[DOCUMENT EXCERPT]
That gets us to May 2018, and the issue here.
On May 7, Du-All served its expert witness disclosure, identifying the two experts it “expected” to call at trial: (1) a health and safety management consultant, and (2) a structural engineer.
On May 7, plaintiffs served their expert witness disclosure, also identifying a safety consultant and a structural engineer. In addition, plaintiffs disclosed five other experts to testify on various topics, as follows: (1) Tracy Albee, a registered nurse and life care planner, to testify regarding past and future injury-related needs and costs; (2) Digby Macdonald, a chemist, to testify to the effects of rust and corrosion; (3) Robert Johnson, a forensic economist, to testify to past and future economic losses; (4) Dr. Ted Scott, a physiatrist, to testify to damages and injuries and their cause and effects; and (5) Scott Simon, a vocational rehabilitation consultant, to testify to functional limitations and need for assistance. That same day, plaintiffs produced their life care plan.
Following receipt of plaintiffs’ expert disclosure and the life care plan, Du-All determined that supplemental experts would be necessary, and it retained several supplemental experts to rebut the anticipated testimony of the experts disclosed by plaintiffs. And on May 25, pursuant to section 2034.280, Du-All served its supplemental expert disclosure, listing the following five experts: (1) Darko Babic, a rust expert engineer, to respond to plaintiffs’ expert MacDonald; (2) Carol Hyland, a life care planner, to rebut the reasonableness of the life care plan created by plaintiffs’ expert Albee; (3) Mark Newton, an economist, to rebut plaintiffs’ expert Johnson as to past and future economic losses; (4) Jill A. Moeller, a vocational rehabilitation consultant, to rebut plaintiffs’ expert Simon on issues of functional limitations and need for assistance; and (5) Dr. Maureen D. Miner, a physiatrist, to rebut plaintiffs’ expert Scott on the nature and extent of Mark Krein’s damages and injuries, including the cause and effect of those injuries.
On June 4, pursuant to an order shortening time, plaintiffs filed a motion to strike Du-All’s supplemental disclosure, setting the hearing for June 7. Plaintiffs argued that Du-All should have disclosed the experts identified in the supplemental disclosure in its original disclosure because these types of experts are commonly used in personal injury cases. And, plaintiffs argued, Du-All engaged in “gamesmanship” and, moreover, plaintiffs were prejudiced by the supplemental expert disclosure, but citing in claimed support only Du-All’s “concern that it would be difficult to schedule the initially-designated expert depositions before trial. . . .”

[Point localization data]
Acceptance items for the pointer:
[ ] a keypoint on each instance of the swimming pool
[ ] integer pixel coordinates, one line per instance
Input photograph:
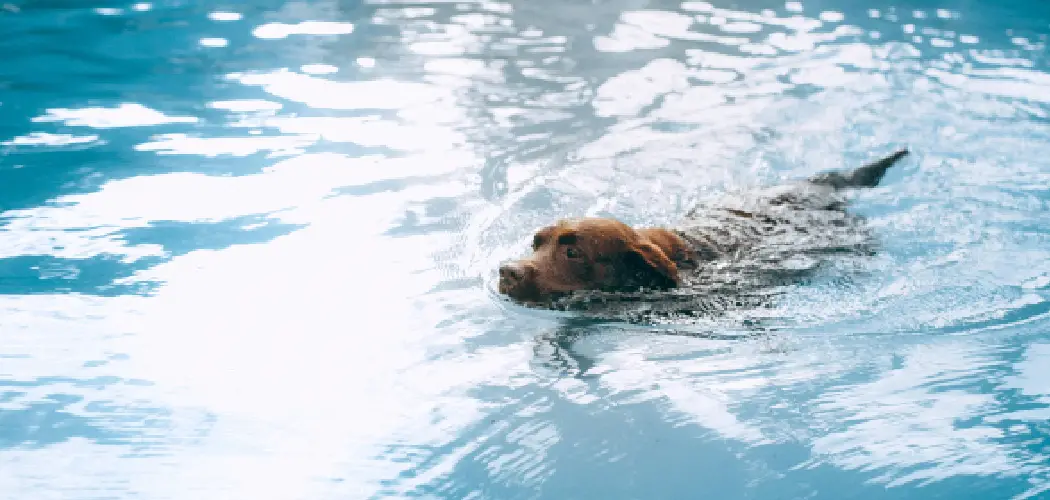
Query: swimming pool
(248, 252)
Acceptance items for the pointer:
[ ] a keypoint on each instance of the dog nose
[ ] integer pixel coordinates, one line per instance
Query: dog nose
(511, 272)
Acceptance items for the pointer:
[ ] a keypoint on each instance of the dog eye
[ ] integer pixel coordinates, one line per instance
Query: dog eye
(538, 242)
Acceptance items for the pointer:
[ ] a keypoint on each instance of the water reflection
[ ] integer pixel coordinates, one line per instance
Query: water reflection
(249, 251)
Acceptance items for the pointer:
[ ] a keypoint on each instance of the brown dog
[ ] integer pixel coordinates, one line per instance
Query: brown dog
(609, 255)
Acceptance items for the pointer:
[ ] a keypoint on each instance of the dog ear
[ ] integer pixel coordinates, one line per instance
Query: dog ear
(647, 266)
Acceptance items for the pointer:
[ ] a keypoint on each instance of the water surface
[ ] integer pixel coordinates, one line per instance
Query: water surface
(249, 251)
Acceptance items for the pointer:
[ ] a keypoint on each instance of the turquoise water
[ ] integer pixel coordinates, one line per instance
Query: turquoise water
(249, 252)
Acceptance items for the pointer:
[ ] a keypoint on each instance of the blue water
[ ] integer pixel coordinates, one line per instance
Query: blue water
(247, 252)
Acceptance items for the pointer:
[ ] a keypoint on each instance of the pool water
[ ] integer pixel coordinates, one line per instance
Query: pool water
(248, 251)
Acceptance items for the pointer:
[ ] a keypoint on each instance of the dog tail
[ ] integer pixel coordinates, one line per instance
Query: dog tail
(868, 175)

[EXERCISE AIM] Continue the court's account of the expert witness disclosures, picking up after its last sentence.

[EXPECTED ANSWER]
On June 4, the same day on which plaintiffs filed their motion to strike, Du-All filed a motion to continue the trial date because discovery, both non-expert and expert, had not been completed—indeed, that expert discovery had not even begun.
On June 6, Du-All filed its opposition to the motion to strike and a supporting declaration, stating that the supplemental experts were just that, experts retained after receipt of plaintiffs’ expert disclosure. And, counsel for Du-All declared, there was no “gamesmanship” involved in its supplemental expert disclosure.
On June 7, three days after Du-All filed its motion to continue the trial—and the day Du-All’s motion was set for hearing—the parties stipulated to continue the trial date to October 29. The stipulation was entered into before the hearing on plaintiffs’ motion to strike, and was based on the parties’ desire to accommodate a mutually convenient date for the deposition of plaintiff, the orderly depositions of expert witnesses, and the completion of certain expert testing. The stipulation further agreed that expert discovery was to remain open until 30 days before the newly-agreed-to trial date.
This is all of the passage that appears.